Please lay out the stretch of the records from the start through the line containing "x=261, y=149" as a two-column CSV with columns named input and output, one row per input paired with its output. Put each value in a single quoted field and turn its line breaks into spaces.

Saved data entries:
◇ ◇ ◇ ◇ ◇ ◇ ◇
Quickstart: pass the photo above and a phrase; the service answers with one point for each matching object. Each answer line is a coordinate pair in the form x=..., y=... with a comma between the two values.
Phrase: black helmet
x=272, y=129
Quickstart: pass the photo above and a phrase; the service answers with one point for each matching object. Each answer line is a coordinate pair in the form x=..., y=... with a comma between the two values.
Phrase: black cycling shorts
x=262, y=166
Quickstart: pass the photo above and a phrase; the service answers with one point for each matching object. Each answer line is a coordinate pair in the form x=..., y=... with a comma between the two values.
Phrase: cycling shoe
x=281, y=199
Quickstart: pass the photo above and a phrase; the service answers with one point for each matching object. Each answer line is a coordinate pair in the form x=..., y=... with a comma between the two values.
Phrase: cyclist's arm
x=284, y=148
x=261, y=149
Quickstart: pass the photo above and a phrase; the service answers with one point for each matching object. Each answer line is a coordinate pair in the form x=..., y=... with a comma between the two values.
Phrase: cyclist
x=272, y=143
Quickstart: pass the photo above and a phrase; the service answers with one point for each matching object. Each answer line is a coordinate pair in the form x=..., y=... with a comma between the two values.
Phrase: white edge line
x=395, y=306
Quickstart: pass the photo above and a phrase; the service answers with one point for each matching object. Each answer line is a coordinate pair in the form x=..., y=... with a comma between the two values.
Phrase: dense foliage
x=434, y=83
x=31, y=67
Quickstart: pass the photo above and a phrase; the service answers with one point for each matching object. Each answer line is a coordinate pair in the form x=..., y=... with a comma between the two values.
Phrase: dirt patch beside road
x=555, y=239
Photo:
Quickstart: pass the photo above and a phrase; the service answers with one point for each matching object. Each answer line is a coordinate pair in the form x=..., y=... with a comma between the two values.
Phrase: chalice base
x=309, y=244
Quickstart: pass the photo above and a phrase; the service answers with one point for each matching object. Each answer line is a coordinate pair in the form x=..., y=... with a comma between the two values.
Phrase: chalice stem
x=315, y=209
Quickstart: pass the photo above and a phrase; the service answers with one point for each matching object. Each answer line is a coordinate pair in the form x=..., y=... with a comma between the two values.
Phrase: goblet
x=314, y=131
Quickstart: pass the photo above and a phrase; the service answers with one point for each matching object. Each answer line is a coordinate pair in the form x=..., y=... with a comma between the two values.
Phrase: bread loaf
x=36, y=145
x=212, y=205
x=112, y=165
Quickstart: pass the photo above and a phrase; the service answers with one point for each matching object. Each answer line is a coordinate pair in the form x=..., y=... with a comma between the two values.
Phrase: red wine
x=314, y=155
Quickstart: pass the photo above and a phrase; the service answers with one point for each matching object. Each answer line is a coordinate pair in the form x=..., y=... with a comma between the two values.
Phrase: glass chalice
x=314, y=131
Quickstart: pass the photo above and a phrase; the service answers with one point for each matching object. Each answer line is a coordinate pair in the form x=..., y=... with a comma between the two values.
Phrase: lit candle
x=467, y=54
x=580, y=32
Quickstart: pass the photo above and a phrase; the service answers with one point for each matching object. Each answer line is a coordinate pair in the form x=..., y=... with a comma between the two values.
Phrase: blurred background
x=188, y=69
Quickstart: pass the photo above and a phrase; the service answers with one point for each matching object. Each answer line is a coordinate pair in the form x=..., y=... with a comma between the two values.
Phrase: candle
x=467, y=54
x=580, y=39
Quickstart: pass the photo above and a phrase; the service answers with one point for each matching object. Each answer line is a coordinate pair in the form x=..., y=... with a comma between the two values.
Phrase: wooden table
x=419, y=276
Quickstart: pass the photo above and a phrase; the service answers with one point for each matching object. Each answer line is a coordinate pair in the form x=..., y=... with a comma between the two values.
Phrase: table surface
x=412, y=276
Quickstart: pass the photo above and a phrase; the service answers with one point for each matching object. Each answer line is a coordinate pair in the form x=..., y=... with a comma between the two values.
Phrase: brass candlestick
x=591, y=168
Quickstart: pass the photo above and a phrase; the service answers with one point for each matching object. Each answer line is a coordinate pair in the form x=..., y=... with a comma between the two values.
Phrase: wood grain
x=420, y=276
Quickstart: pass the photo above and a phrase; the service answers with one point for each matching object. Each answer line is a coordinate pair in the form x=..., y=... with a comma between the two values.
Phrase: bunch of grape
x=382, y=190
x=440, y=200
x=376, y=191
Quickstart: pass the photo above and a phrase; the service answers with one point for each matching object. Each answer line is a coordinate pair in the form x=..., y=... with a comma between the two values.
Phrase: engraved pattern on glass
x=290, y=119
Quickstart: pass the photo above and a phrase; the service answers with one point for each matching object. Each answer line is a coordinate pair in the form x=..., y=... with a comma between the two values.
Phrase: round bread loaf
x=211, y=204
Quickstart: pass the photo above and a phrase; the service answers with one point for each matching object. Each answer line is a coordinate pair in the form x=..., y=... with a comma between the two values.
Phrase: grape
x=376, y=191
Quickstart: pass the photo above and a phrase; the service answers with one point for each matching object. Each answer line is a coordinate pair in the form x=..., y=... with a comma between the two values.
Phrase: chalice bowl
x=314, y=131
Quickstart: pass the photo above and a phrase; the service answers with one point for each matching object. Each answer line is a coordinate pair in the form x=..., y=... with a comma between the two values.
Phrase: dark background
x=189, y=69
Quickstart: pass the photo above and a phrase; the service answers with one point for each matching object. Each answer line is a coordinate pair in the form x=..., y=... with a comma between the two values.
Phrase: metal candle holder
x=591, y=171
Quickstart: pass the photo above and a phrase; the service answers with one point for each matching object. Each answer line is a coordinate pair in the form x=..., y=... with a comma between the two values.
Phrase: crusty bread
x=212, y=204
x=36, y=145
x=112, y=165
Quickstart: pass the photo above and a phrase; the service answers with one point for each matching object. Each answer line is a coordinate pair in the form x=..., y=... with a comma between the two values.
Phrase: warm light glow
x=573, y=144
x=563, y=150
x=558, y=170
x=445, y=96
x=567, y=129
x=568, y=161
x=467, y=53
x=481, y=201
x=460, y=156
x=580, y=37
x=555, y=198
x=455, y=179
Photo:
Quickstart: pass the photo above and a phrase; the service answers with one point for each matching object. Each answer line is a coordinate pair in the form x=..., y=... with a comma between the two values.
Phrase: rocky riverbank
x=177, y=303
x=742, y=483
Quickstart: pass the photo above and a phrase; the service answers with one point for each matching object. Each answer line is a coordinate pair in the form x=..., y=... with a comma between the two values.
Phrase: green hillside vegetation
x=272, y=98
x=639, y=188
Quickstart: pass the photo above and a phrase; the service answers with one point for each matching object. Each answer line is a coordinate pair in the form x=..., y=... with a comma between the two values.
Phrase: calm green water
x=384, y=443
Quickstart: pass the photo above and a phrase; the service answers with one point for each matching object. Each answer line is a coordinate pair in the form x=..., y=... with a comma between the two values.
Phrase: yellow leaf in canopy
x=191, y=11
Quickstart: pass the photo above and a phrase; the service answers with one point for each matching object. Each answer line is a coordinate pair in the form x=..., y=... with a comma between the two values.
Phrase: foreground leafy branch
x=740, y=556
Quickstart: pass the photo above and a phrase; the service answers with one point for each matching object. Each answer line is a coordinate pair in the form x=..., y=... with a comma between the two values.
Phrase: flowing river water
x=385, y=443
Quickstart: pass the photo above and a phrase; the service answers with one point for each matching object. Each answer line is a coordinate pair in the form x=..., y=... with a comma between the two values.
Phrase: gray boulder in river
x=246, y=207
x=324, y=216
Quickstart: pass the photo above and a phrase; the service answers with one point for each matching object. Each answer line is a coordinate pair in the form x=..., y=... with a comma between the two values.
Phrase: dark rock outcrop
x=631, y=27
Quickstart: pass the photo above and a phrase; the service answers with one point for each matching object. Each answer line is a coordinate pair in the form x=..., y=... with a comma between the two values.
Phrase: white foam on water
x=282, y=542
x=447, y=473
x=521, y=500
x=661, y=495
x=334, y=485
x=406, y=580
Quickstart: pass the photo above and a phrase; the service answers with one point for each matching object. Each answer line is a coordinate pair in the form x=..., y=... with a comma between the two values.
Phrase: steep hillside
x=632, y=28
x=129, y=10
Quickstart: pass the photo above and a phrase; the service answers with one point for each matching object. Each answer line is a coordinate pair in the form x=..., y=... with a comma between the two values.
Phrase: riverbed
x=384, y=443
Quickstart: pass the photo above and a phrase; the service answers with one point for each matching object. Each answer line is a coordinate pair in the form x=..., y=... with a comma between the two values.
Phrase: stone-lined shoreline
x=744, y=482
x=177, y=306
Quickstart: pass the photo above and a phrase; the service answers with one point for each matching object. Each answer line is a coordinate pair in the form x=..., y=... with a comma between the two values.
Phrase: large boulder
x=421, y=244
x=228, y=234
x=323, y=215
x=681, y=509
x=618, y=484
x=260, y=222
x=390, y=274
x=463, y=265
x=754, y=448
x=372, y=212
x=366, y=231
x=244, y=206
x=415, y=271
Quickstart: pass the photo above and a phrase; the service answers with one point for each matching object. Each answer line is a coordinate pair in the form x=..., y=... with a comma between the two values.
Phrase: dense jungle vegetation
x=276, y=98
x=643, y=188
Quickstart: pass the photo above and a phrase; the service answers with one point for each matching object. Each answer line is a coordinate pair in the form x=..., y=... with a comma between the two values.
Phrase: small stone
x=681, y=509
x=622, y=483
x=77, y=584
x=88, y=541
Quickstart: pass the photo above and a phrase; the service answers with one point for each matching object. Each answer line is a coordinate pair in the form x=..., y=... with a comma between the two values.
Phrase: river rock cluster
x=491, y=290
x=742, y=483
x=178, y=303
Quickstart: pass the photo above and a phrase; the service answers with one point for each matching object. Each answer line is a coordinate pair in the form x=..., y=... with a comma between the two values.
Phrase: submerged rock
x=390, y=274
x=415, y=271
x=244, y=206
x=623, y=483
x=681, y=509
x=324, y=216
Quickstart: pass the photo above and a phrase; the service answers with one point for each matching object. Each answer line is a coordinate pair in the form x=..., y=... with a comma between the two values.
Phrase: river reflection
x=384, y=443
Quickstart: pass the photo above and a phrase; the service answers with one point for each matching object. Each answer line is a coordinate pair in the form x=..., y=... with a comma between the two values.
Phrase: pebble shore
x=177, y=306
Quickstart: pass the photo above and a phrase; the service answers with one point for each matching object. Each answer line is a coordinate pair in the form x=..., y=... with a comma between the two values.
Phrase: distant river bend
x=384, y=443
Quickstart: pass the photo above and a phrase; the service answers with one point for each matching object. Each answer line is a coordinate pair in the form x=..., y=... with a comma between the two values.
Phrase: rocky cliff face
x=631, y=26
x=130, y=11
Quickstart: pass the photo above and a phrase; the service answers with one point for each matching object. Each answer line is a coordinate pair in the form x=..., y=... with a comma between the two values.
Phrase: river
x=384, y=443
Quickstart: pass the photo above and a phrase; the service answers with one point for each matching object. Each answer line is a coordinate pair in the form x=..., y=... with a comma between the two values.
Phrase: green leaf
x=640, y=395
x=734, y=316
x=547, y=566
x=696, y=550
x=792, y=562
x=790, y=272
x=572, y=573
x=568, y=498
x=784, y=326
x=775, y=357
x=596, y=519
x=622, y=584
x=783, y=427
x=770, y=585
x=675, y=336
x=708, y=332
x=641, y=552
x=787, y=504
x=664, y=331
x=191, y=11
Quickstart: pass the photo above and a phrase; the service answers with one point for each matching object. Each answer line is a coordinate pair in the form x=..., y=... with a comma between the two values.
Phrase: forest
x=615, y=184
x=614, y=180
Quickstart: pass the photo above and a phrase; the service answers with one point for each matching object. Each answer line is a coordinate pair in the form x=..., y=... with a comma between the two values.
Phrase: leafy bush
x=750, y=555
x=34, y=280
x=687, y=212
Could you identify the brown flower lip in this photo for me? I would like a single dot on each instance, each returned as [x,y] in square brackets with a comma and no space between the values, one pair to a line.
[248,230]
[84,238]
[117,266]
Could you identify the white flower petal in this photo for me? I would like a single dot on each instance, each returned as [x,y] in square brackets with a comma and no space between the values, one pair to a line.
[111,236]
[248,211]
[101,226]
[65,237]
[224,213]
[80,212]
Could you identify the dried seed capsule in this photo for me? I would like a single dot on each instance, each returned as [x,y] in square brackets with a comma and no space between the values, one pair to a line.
◇ ◇ ◇ ◇ ◇ ◇ ◇
**WORKED ANSWER**
input,output
"Quickstart: pass the photo above and a phrase; the service answers with one point for each matching object. Each answer line is a coordinate pair in the form x=..., y=... with a comma between the two values. Phrase: black helmet","x=272, y=129"
"Quickstart: pass the photo above and a phrase; the service answers with one point for each matching object. Each answer line is a coordinate pair in the form x=..., y=... with a comma between the two values. Phrase: black cycling shorts","x=262, y=166"
"Quickstart: pass the photo above and a phrase; the service answers with one point for each matching object. Each answer line is a coordinate pair in the form x=..., y=... with a comma between the two values. Phrase: cycling shoe","x=281, y=199"
"Quickstart: pass the photo above and a phrase; the service answers with one point for each matching object. Each answer line is a coordinate pair in the form x=..., y=... with a comma between the two values. Phrase: cyclist's arm","x=284, y=148 x=261, y=149"